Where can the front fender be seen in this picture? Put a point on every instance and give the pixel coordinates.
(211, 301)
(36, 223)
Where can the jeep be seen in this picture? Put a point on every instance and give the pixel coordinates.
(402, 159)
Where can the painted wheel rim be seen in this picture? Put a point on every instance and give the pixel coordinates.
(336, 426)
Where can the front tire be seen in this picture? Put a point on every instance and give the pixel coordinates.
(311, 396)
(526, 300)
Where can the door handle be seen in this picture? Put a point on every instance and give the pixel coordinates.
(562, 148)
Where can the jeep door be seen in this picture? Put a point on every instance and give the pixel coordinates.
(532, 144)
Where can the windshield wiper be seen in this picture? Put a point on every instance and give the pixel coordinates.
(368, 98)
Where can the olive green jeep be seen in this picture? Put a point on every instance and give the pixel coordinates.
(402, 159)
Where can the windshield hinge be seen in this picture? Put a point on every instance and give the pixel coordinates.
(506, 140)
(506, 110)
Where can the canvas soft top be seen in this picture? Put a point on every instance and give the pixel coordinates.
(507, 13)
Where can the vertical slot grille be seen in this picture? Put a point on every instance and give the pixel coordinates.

Problem to work on — Nothing but the lines from the one containing "Where can the canvas" through the final line of the data above is to be reproduced, each exactly as written.

Reply to the task —
Where can the canvas soft top be seen in this picture? Put a point on every instance and give the pixel coordinates.
(507, 13)
Where can the vertical slot grille be seen in this picture? Put a point on every instance and give the pixel coordinates.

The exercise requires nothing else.